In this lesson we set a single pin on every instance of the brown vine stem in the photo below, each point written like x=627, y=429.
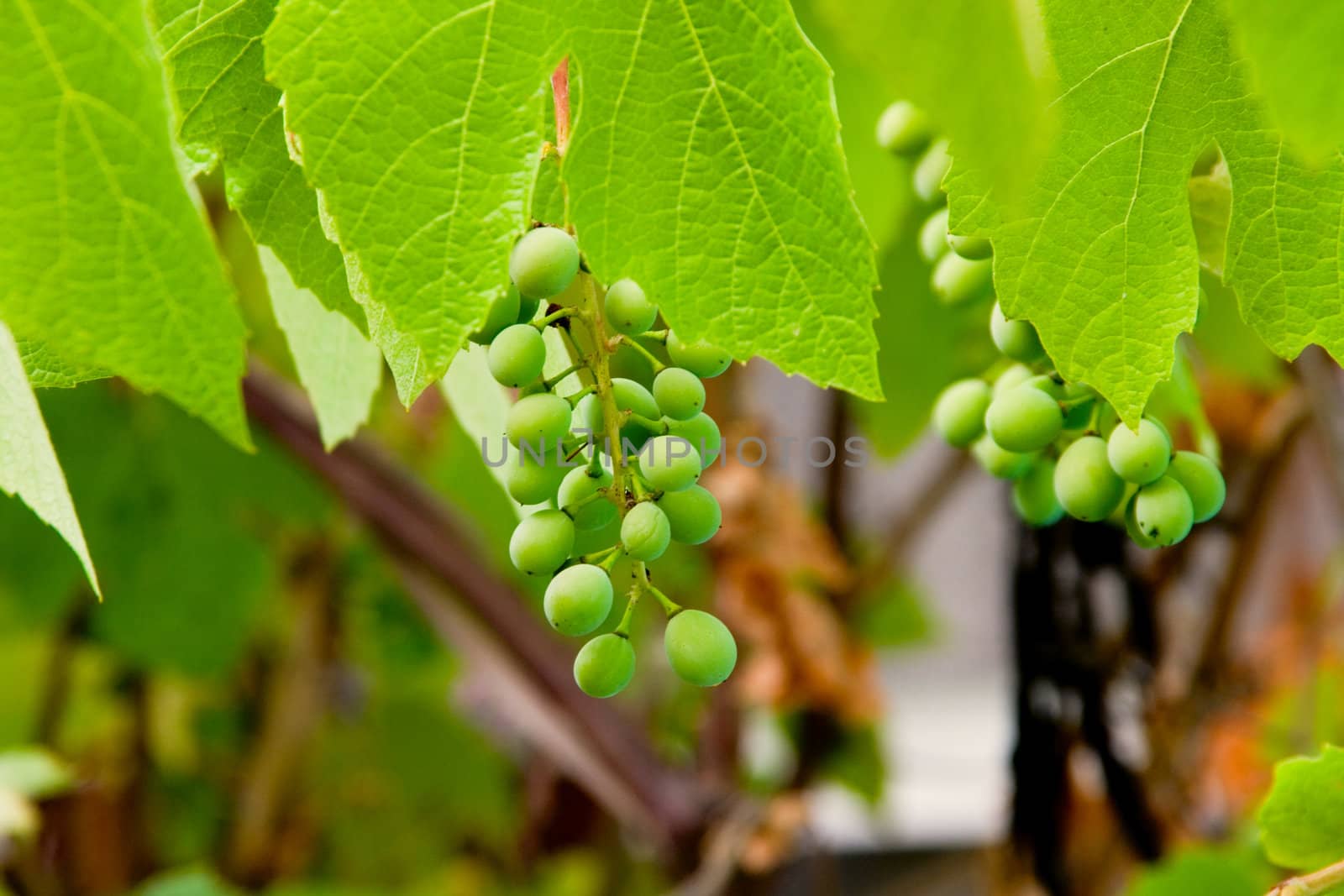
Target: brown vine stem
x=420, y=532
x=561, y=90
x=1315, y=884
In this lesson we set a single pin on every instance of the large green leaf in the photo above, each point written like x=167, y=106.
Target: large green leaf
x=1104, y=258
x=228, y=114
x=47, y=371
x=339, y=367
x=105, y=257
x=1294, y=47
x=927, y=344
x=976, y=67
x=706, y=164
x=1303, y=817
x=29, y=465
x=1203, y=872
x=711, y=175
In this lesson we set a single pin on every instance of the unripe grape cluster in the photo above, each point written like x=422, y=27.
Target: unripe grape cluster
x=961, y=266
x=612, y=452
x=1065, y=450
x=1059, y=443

---

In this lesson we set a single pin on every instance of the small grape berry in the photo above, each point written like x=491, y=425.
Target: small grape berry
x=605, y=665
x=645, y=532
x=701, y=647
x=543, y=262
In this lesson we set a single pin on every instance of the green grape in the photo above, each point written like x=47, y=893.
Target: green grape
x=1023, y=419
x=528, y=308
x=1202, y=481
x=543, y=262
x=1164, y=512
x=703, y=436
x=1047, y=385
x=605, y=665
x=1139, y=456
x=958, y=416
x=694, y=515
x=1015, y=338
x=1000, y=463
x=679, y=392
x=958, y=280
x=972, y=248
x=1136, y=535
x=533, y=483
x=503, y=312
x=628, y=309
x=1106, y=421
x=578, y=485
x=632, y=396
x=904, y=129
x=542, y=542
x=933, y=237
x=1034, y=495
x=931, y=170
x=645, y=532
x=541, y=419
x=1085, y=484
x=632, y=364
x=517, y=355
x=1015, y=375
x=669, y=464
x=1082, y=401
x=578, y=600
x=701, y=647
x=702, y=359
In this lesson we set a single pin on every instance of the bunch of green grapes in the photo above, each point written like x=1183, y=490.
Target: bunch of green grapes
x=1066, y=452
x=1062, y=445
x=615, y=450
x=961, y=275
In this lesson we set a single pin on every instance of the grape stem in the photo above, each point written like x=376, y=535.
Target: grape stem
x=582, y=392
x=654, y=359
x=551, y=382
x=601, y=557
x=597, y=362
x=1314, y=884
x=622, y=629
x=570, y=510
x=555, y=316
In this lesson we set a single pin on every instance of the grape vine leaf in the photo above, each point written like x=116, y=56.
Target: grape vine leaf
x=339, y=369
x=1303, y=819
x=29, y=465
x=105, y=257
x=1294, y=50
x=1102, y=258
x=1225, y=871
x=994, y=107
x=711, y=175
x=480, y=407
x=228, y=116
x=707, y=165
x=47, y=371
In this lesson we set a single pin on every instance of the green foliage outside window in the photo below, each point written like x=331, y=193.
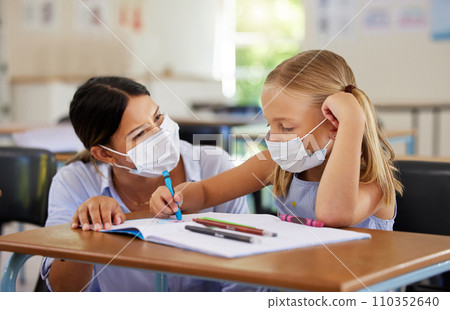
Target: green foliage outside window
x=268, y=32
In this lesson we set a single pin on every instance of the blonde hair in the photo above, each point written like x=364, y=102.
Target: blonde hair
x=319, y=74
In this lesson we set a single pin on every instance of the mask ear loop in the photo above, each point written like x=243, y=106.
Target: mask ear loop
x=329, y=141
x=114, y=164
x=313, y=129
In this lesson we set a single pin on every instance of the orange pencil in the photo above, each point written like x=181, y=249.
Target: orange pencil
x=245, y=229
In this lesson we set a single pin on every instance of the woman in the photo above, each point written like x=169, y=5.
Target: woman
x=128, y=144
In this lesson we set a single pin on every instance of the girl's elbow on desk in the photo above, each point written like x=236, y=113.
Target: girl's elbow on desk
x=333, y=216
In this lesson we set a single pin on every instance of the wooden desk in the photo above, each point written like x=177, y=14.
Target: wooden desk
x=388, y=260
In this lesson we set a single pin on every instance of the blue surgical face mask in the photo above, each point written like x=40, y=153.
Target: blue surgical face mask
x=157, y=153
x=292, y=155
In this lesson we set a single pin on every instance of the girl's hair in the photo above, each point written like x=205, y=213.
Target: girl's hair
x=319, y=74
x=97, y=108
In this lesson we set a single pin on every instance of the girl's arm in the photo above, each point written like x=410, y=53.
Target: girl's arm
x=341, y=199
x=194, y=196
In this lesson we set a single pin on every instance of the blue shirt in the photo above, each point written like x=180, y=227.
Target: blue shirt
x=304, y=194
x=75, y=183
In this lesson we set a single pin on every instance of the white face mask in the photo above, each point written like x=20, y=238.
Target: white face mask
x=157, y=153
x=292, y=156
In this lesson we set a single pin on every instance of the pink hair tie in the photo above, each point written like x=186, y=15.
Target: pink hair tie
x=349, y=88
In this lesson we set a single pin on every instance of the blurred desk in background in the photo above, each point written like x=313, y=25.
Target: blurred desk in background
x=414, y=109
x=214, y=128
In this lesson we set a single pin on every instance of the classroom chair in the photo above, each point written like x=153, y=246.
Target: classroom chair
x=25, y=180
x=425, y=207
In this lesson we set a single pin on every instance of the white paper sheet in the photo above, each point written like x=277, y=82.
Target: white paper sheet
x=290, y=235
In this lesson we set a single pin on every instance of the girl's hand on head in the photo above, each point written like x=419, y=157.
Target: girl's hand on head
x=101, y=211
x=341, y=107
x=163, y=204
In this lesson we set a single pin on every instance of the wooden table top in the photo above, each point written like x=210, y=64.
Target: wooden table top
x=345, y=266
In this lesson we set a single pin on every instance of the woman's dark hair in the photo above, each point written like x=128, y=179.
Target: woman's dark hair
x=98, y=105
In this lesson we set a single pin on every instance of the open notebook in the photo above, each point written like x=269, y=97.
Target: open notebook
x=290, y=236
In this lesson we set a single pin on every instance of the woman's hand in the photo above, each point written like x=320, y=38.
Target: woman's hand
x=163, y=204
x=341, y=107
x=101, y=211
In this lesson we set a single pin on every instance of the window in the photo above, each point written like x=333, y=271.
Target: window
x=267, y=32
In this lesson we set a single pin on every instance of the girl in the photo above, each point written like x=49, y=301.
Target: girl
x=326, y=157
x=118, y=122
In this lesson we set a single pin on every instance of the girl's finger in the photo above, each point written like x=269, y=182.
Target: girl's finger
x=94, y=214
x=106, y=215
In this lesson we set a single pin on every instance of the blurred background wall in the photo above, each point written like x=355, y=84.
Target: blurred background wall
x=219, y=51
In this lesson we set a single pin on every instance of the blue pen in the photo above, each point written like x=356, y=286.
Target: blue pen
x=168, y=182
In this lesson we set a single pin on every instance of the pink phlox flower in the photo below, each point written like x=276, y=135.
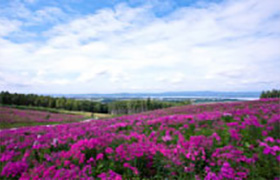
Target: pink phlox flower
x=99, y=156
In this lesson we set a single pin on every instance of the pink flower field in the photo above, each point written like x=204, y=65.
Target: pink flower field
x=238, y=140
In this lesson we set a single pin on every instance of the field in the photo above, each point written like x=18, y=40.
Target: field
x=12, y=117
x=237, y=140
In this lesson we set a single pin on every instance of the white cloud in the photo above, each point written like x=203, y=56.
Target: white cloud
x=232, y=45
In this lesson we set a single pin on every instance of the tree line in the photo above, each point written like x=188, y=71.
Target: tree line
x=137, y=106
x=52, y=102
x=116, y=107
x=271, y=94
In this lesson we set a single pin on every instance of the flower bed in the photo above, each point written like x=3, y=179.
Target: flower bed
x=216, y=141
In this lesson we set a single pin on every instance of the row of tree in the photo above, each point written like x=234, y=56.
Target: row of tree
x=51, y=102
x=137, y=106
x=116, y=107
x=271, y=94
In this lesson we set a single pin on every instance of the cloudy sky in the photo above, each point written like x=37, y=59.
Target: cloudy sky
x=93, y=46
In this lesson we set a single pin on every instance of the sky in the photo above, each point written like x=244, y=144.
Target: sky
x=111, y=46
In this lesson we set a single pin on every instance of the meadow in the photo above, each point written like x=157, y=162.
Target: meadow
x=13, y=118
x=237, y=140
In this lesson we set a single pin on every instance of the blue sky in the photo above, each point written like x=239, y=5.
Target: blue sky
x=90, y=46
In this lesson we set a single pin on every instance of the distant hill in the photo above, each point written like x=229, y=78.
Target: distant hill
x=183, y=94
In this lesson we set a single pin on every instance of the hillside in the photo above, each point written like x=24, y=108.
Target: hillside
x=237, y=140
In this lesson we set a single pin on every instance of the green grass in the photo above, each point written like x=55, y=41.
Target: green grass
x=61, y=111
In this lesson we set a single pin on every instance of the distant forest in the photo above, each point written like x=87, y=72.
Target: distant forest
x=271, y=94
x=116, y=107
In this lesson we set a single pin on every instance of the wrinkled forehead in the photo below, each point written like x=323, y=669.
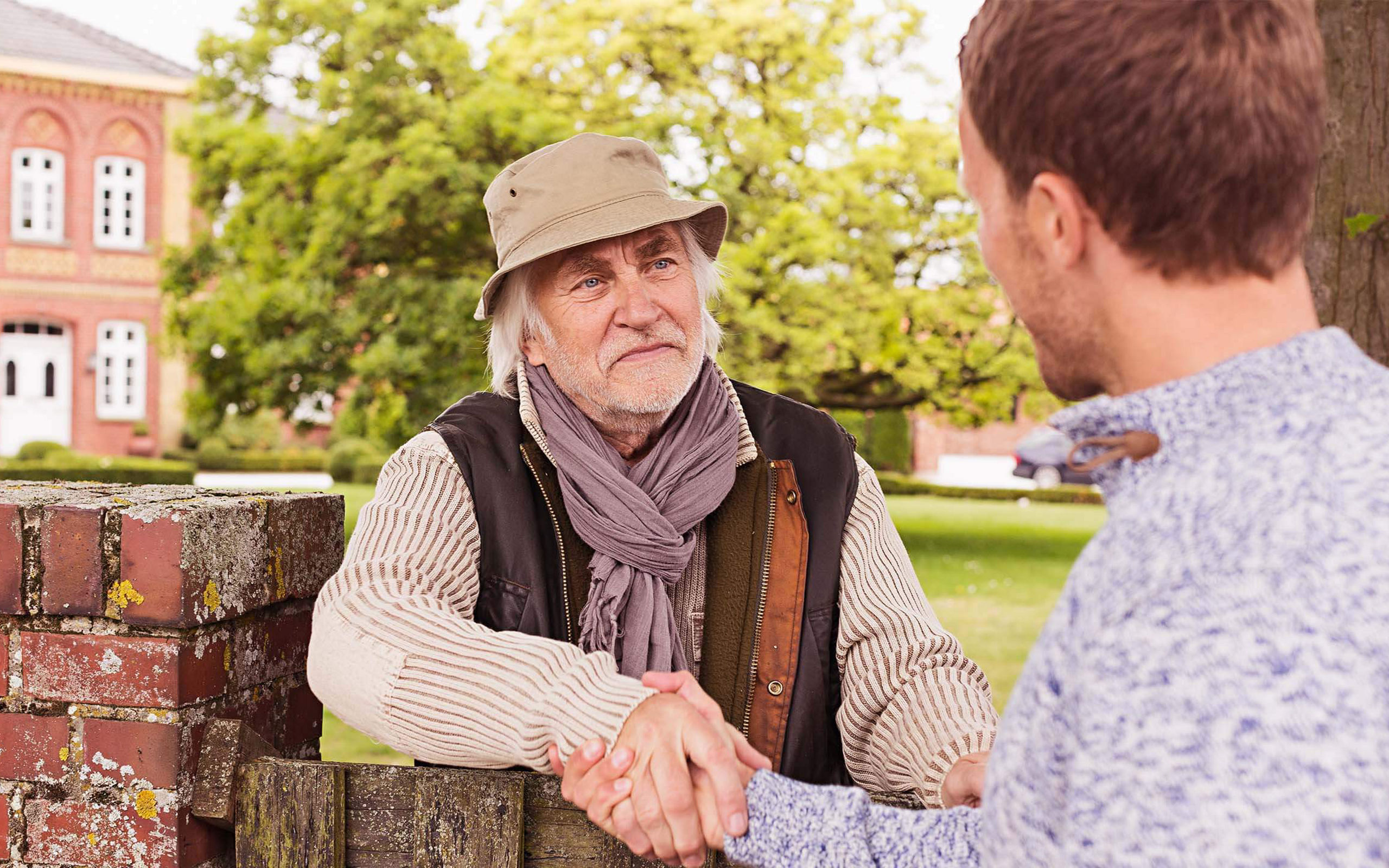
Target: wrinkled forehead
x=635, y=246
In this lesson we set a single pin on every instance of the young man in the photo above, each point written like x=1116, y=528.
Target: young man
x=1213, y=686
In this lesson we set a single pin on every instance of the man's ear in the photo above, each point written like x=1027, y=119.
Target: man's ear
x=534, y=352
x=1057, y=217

Task brief:
Reproduce everything from the line containing "like x=180, y=227." down to the line containing "x=290, y=236", both of those lines included, without changing a character.

The solution:
In this lesson we set a single pin on every instance of the blue shirt in the photo above, each point written like x=180, y=227.
Target: blue shirt
x=304, y=194
x=75, y=183
In this lesson we set a single pin on every instance of the white face mask in the photo above, each point written like x=20, y=238.
Target: white face mask
x=157, y=153
x=292, y=156
In this lesson we set a single pin on every instance of the pink hair tie in the photo above, each point written like x=186, y=15.
Target: pink hair tie
x=349, y=88
In this lesson we set a single pin on every instance of the blurred desk in background in the photo above, each point written like x=313, y=25.
Target: blurred desk in background
x=414, y=109
x=214, y=128
In this lesson we set a single pin on every instance of the classroom chair in the photo above, each point written like x=153, y=246.
Target: classroom chair
x=25, y=180
x=425, y=207
In this lesson we set a single pin on every instance of the white paper sheet in the photo above, each point written like x=277, y=82.
Target: white paper sheet
x=290, y=235
In this lesson we set a single pin on every instance of the girl's hand on head in the photo above, each point written like x=419, y=157.
Target: girl's hand on head
x=101, y=211
x=341, y=107
x=163, y=204
In this lesson we set a single pin on every instance of the wooden table top in the photo above, each point written like x=210, y=64.
Target: wooden table top
x=345, y=266
In this lesson we set a single pin on every instance of the woman's dark hair in the photo above, each point written like x=128, y=179.
Target: woman's dark hair
x=98, y=105
In this lesson we set a single pin on every instance of the open notebook in the photo above, each point written like x=269, y=97.
Target: open notebook
x=290, y=236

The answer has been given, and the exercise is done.